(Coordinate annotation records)

┌──

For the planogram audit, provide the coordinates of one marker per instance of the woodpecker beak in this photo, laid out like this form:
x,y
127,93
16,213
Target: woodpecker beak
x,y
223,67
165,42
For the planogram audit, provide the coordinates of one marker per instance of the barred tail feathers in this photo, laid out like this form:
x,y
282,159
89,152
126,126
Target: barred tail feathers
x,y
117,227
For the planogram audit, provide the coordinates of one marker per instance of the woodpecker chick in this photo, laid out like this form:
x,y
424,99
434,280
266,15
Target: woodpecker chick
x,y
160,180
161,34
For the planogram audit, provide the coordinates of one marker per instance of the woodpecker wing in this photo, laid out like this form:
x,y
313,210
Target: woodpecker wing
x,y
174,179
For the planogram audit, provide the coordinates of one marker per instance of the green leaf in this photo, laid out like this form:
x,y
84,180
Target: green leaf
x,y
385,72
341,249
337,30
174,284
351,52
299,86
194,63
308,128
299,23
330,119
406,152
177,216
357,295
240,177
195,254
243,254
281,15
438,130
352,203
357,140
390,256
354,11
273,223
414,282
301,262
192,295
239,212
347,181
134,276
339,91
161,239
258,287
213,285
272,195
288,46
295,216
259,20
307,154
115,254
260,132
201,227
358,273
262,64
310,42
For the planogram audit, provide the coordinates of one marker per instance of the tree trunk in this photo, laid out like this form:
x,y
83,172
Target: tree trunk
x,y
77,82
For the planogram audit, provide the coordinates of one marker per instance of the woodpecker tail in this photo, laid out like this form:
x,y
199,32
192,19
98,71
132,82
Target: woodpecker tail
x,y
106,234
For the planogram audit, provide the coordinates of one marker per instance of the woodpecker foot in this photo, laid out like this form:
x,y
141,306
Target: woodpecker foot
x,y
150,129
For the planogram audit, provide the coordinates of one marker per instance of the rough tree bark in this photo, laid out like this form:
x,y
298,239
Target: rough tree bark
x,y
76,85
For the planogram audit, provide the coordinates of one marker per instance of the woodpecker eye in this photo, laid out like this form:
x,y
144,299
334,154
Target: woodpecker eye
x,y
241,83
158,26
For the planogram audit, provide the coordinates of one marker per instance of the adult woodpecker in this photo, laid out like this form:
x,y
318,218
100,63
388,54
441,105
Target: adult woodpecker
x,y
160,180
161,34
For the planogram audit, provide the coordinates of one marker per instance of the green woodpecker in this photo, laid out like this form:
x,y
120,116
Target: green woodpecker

└──

» **Required work**
Once more, set down the full listing, verbatim.

» **Reply**
For the planogram audit, provide the coordinates of one marker per instance of the woodpecker beak in this photo, laid out like this form:
x,y
127,93
16,213
Target: woodpecker beak
x,y
223,67
165,42
For the planogram audit, provide the coordinates of one marker per instance of the barred tail feathers in this photo, laid out like this form:
x,y
282,159
89,152
126,126
Target: barred tail feathers
x,y
117,227
For the planogram audit, provide the coordinates of one marker per instance of the woodpecker chick in this photo, laid out like this form:
x,y
424,99
434,280
266,15
Target: woodpecker chick
x,y
160,180
161,34
For the planogram audit, provide the coordinates of one marker per instance of the woodpecker wing in this photo, laid out like this form:
x,y
313,210
Target: woodpecker wing
x,y
174,179
For the planogram audit, provide the coordinates of one marker per instance of the green leaf in this photo, laid out like this form:
x,y
84,180
Target: green leaf
x,y
385,72
341,249
337,30
174,284
351,52
299,86
194,63
308,128
299,23
330,119
406,152
177,216
357,295
240,177
195,254
243,254
281,15
438,130
352,203
357,140
390,256
354,11
273,223
414,282
301,262
192,295
239,212
347,181
134,276
339,91
161,239
258,287
213,285
272,195
288,46
295,216
259,20
307,154
115,254
260,132
201,227
358,273
262,64
310,42
For the planogram audit, provide the coordinates of one marker per instance of the tree trunk in this photo, laid out like this form:
x,y
83,172
Target: tree trunk
x,y
77,82
For the planogram audit, provide the coordinates of one marker per instance of the woodpecker tail in this photo, laid out like this form:
x,y
199,32
192,19
98,71
132,82
Target: woodpecker tail
x,y
106,234
For the planogram audit, provide the coordinates of one marker per instance of the woodpecker foot in this photo, laid out like this form:
x,y
141,306
Target: woodpecker foot
x,y
150,129
For the planogram audit, provide the coordinates of one marker per instance of the rough tree bark in this photo, laid out like this form:
x,y
298,239
Target: rough tree bark
x,y
76,85
For the planogram audit, provide the coordinates of one marker per instance of the woodpecker eye in this photo, laid out like this form:
x,y
144,299
334,154
Target: woodpecker eye
x,y
241,83
158,26
For the planogram audit, provide the coordinates of one marker per instance of the adult woodpecker in this photo, laid out like this form:
x,y
318,218
100,63
388,54
441,105
Target: adult woodpecker
x,y
160,180
161,34
For the planogram audit, provide the coordinates of one marker per instance of the green woodpecker in this photo, laid out like this form:
x,y
120,116
Target: green woodpecker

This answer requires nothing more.